** 任务说明 **
把讲RocketMQ刷盘的文段从“RocketMQ的存储与读写”到“NC_FLUSH(同步刷盘)”(含首尾两处)重写一遍，其中的“磁盘”一律换成“硬盘”。

** 所给文段 **
┌──

RocketMQ的存储与读写是基于NIO的内存映射机制(MappedByteBuffer)的,消息存储时首先将消息追加到内存中,再根据配置的刷盘策略在不同时间刷盘。
1.刷盘策略
1.1刷盘策略分类:
- 同步刷盘,表示消息写入到内存之后需要立刻刷到磁盘文件中。
- 异步刷盘,表示消息写入内存成功之后就返回,由MQ定时将数据刷入到磁盘中,会有一定的数据丢失风险。
RocketMQ使用一个单独的线程执行刷盘操作。通过在broker.conf配置文件中配置flushDiskType来设定刷盘方式,可选值为ASYNC_FLUSH(异步刷盘:默认)、SYNC_FLUSH(同步刷盘)
2.刷盘流程
可以看到上图有两个执行流程:
- 直接通过内存映射文件,通过flush刷新到磁盘
- 当异步刷盘且启用了堆外内存池的时候,先write到writeBuffer,然后commit到Filechannel,最后flush到磁盘
在前面的broker消息接收流程(写入commitLog)章节简单的介绍到了CommitLog#asyncPutMessages()。broker接收到生产者发来的消息后,经过SendMessageProcessor处理后会写入到CommitLog文件中,
中间还要经过刷盘策略:CommitLog#submitFlushRequest():
public CompletableFuture<PutMessageStatus> submitFlushRequest(AppendMessageResult result, MessageExt messageExt) {
// Synchronization flush 同步刷盘
if (FlushDiskType.SYNC_FLUSH == this.defaultMessageStore.getMessageStoreConfig().getFlushDiskType()) {
//获取GroupCommitService
final GroupCommitService service = (GroupCommitService) this.flushCommitLogService;
// 判断是否等待
if (messageExt.isWaitStoreMsgOK()) {
//构建GroupCommitRequest对象
GroupCommitRequest request = new GroupCommitRequest(result.getWroteOffset() + result.getWroteBytes(),
this.defaultMessageStore.getMessageStoreConfig().getSyncFlushTimeout());
//向requestsRead集合中添加要刷盘的内容,会有一个单独的线程执行刷盘任务
service.putRequest(request);
return request.future();
} else {
service.wakeup();
return CompletableFuture.completedFuture(PutMessageStatus.PUT_OK);
}
}
// Asynchronous flush 异步刷盘
else {
// 如果未使用暂存池
if (!this.defaultMessageStore.getMessageStoreConfig().isTransientStorePoolEnable()) {
// 唤醒刷盘线程进行刷盘
flushCommitLogService.wakeup();
} else {
// 如果使用暂存池,使用commitLogService,先将数据写入到FILECHANNEL,然后统一进行刷盘
commitLogService.wakeup();
}
// 返回结果
return CompletableFuture.completedFuture(PutMessageStatus.PUT_OK);
}
}
3.刷盘线程的启动
最开始介绍到RocketMQ使用一个单独的线程执行刷盘操作,实际在BrokerController启动时也调用了CommitLog.start();
public class BrokerController {
public void start() throws Exception {
if (this.messageStore != null) {
// 启动
this.messageStore.start();
}
// ...

└──

** 所给条目 **
┌──

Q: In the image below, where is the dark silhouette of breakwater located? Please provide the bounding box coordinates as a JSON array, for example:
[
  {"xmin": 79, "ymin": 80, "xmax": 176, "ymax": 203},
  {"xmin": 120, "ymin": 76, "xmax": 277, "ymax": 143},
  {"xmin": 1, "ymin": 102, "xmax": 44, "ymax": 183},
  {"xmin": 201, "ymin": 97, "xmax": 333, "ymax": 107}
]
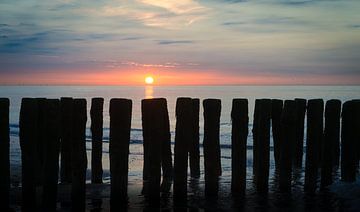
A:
[{"xmin": 0, "ymin": 97, "xmax": 360, "ymax": 211}]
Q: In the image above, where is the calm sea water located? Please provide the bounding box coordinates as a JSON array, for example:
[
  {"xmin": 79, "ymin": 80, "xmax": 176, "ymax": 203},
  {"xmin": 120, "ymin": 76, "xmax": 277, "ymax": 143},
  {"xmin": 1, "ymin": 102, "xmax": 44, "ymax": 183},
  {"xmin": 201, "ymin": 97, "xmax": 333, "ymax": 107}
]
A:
[{"xmin": 0, "ymin": 86, "xmax": 360, "ymax": 210}]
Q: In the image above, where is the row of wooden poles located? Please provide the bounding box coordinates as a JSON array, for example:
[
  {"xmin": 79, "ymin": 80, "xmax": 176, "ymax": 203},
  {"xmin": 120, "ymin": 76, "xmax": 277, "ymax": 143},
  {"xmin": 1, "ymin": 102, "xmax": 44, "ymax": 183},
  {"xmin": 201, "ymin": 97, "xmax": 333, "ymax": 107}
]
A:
[{"xmin": 0, "ymin": 97, "xmax": 360, "ymax": 211}]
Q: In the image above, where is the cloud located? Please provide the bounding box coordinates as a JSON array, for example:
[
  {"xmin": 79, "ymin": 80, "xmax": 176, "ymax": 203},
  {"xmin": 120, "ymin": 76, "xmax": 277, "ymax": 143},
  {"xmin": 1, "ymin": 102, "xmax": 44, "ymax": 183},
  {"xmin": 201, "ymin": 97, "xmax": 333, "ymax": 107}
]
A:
[
  {"xmin": 99, "ymin": 0, "xmax": 209, "ymax": 29},
  {"xmin": 138, "ymin": 0, "xmax": 206, "ymax": 14},
  {"xmin": 158, "ymin": 40, "xmax": 194, "ymax": 45}
]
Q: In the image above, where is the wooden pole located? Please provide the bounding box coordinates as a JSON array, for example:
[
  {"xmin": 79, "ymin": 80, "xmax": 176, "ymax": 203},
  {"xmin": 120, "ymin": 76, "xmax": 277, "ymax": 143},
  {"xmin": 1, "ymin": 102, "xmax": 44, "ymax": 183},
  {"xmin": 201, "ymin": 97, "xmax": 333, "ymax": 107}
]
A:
[
  {"xmin": 174, "ymin": 97, "xmax": 194, "ymax": 200},
  {"xmin": 271, "ymin": 99, "xmax": 284, "ymax": 169},
  {"xmin": 43, "ymin": 99, "xmax": 61, "ymax": 211},
  {"xmin": 294, "ymin": 98, "xmax": 306, "ymax": 168},
  {"xmin": 341, "ymin": 101, "xmax": 358, "ymax": 182},
  {"xmin": 159, "ymin": 98, "xmax": 173, "ymax": 181},
  {"xmin": 203, "ymin": 99, "xmax": 221, "ymax": 196},
  {"xmin": 352, "ymin": 99, "xmax": 360, "ymax": 169},
  {"xmin": 279, "ymin": 100, "xmax": 296, "ymax": 192},
  {"xmin": 304, "ymin": 99, "xmax": 324, "ymax": 193},
  {"xmin": 19, "ymin": 98, "xmax": 39, "ymax": 211},
  {"xmin": 141, "ymin": 99, "xmax": 165, "ymax": 201},
  {"xmin": 253, "ymin": 99, "xmax": 271, "ymax": 192},
  {"xmin": 71, "ymin": 99, "xmax": 87, "ymax": 211},
  {"xmin": 34, "ymin": 98, "xmax": 47, "ymax": 186},
  {"xmin": 189, "ymin": 99, "xmax": 200, "ymax": 178},
  {"xmin": 231, "ymin": 99, "xmax": 249, "ymax": 196},
  {"xmin": 60, "ymin": 97, "xmax": 74, "ymax": 183},
  {"xmin": 90, "ymin": 98, "xmax": 104, "ymax": 183},
  {"xmin": 252, "ymin": 99, "xmax": 261, "ymax": 181},
  {"xmin": 321, "ymin": 99, "xmax": 341, "ymax": 188},
  {"xmin": 0, "ymin": 98, "xmax": 10, "ymax": 211},
  {"xmin": 109, "ymin": 99, "xmax": 132, "ymax": 209}
]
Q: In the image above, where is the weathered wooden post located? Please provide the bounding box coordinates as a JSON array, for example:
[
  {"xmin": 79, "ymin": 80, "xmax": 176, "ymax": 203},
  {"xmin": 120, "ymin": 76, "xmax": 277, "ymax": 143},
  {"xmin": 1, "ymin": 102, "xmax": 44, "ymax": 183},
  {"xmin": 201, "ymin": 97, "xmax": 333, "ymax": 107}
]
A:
[
  {"xmin": 174, "ymin": 97, "xmax": 194, "ymax": 200},
  {"xmin": 352, "ymin": 99, "xmax": 360, "ymax": 169},
  {"xmin": 341, "ymin": 101, "xmax": 358, "ymax": 182},
  {"xmin": 19, "ymin": 98, "xmax": 39, "ymax": 211},
  {"xmin": 321, "ymin": 99, "xmax": 341, "ymax": 188},
  {"xmin": 293, "ymin": 98, "xmax": 306, "ymax": 168},
  {"xmin": 271, "ymin": 99, "xmax": 284, "ymax": 169},
  {"xmin": 231, "ymin": 99, "xmax": 249, "ymax": 196},
  {"xmin": 279, "ymin": 100, "xmax": 296, "ymax": 192},
  {"xmin": 189, "ymin": 99, "xmax": 200, "ymax": 178},
  {"xmin": 203, "ymin": 99, "xmax": 221, "ymax": 196},
  {"xmin": 34, "ymin": 98, "xmax": 47, "ymax": 186},
  {"xmin": 0, "ymin": 98, "xmax": 10, "ymax": 211},
  {"xmin": 90, "ymin": 98, "xmax": 104, "ymax": 183},
  {"xmin": 253, "ymin": 99, "xmax": 271, "ymax": 192},
  {"xmin": 71, "ymin": 99, "xmax": 87, "ymax": 211},
  {"xmin": 159, "ymin": 98, "xmax": 174, "ymax": 183},
  {"xmin": 43, "ymin": 99, "xmax": 61, "ymax": 211},
  {"xmin": 109, "ymin": 99, "xmax": 132, "ymax": 207},
  {"xmin": 141, "ymin": 98, "xmax": 166, "ymax": 201},
  {"xmin": 60, "ymin": 97, "xmax": 74, "ymax": 183},
  {"xmin": 304, "ymin": 99, "xmax": 324, "ymax": 193}
]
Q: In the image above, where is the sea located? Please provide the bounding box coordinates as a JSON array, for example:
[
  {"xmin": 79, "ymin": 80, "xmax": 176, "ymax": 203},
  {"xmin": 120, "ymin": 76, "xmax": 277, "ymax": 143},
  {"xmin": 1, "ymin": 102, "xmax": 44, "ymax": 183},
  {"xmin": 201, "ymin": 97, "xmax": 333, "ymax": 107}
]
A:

└──

** 最终答案 **
RocketMQ的存储与读写是基于NIO的内存映射机制(MappedByteBuffer)的,消息存储时首先将消息追加到内存中,再根据配置的刷盘策略在不同时间刷盘。
1.刷盘策略
1.1刷盘策略分类:
- 同步刷盘,表示消息写入到内存之后需要立刻刷到硬盘文件中。
- 异步刷盘,表示消息写入内存成功之后就返回,由MQ定时将数据刷入到硬盘中,会有一定的数据丢失风险。
RocketMQ使用一个单独的线程执行刷盘操作。通过在broker.conf配置文件中配置flushDiskType来设定刷盘方式,可选值为ASYNC_FLUSH(异步刷盘:默认)、SYNC_FLUSH(同步刷盘)